GIVEN INSTRUCTION: In the article on the film Mortu Nega below, at which festival did the film have its world premiere?

TEXT PASSAGE:
** Begin **

- Film poster
- Directed by: Flora Gomes
- Screenplay by: Manuel Rambout Barcelos Flora Gomes David Lang
- Produced by: Instituto Nacional de Cinema da Guiné-Bissau
- Starring: Bia Gomez Tunu Eugenio Almada Mamadu Uri Balde
- Cinematography: Dominique Gentil
- Edited by: Christiane Lack
- Music by: Djanun Dabo Sidonio Pais Cuaresma
- Release date: August 29, 1988;
- Running time: 85'
- Country: Guinea-Bissau
- Language: Crioulo

= Mortu Nega =

1988 film by Flora Gomes

Mortu Nega (English: Death Denied or Those Whom Death Refused) is a 1988 historic film by Flora Gomes, a director from Guinea-Bissau. Mortu Nega was Gomes' first feature-length film and the first film produced in independent Guinea-Bissau. It was also the first ethnofiction film to show the experiences of the Guinea-Bissau War of Independence, blending contemporary history with mythology. Its world premiere was at the Venice Film Festival on August 29, 1988.

==Synopsis==
1973: Diminga accompanies a group of camouflaged soldiers who travel down a path, in the middle of the shrubland, carrying supplies to a war front near Conakry, where Diminga's husband Sako is fighting. The country is ruined and there is death everywhere, but hope is what keeps life worth living. In the encampment where she meets Sako, Diminga does not have much time to enjoy his company. The rebels are gaining ground and they are certain that they will command victory.

** End **

SUPPLIED DATA:

** Begin **

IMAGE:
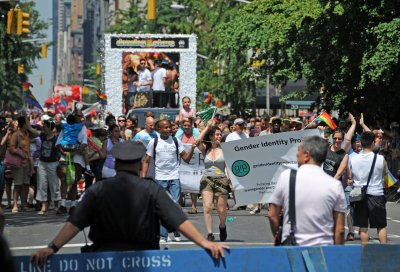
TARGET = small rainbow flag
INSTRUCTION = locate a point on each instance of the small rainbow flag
(207, 114)
(326, 118)
(207, 97)
(62, 106)
(101, 97)
(29, 98)
(389, 179)
(63, 102)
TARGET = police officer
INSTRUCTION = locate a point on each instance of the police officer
(124, 212)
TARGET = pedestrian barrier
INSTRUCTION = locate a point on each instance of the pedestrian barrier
(328, 258)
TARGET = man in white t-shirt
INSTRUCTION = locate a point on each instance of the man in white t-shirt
(319, 199)
(145, 136)
(238, 134)
(372, 209)
(167, 165)
(159, 81)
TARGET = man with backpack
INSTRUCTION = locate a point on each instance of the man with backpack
(166, 150)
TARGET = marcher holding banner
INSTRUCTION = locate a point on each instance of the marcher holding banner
(214, 182)
(124, 212)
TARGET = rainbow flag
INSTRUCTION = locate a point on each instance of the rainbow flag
(63, 102)
(29, 98)
(389, 179)
(218, 102)
(101, 98)
(207, 97)
(207, 114)
(326, 118)
(62, 106)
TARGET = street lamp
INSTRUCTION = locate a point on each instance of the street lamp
(267, 94)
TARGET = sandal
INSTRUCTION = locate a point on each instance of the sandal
(193, 211)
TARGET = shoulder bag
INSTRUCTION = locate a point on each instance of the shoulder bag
(359, 193)
(13, 160)
(291, 239)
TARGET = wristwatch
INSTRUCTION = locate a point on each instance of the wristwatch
(53, 247)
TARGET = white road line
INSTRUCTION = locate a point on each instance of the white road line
(163, 244)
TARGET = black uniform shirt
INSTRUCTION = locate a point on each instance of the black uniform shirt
(126, 209)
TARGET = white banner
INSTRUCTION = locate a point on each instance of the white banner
(190, 173)
(254, 164)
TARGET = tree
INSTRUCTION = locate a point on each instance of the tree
(347, 49)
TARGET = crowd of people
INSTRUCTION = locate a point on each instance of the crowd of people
(51, 149)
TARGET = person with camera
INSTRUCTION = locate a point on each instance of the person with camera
(367, 171)
(125, 212)
(320, 203)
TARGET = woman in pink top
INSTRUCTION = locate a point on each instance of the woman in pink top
(186, 111)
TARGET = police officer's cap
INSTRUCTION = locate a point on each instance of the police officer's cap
(128, 151)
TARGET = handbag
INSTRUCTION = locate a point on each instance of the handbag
(70, 178)
(13, 160)
(359, 193)
(291, 239)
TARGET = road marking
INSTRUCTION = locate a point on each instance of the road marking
(162, 244)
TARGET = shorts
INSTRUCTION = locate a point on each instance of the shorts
(21, 175)
(70, 147)
(218, 185)
(372, 209)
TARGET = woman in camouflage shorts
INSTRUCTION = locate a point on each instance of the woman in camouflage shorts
(214, 182)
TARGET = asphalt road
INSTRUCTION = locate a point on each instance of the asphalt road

** End **

THE SOLUTION: The Venice Film Festival, on August 29, 1988.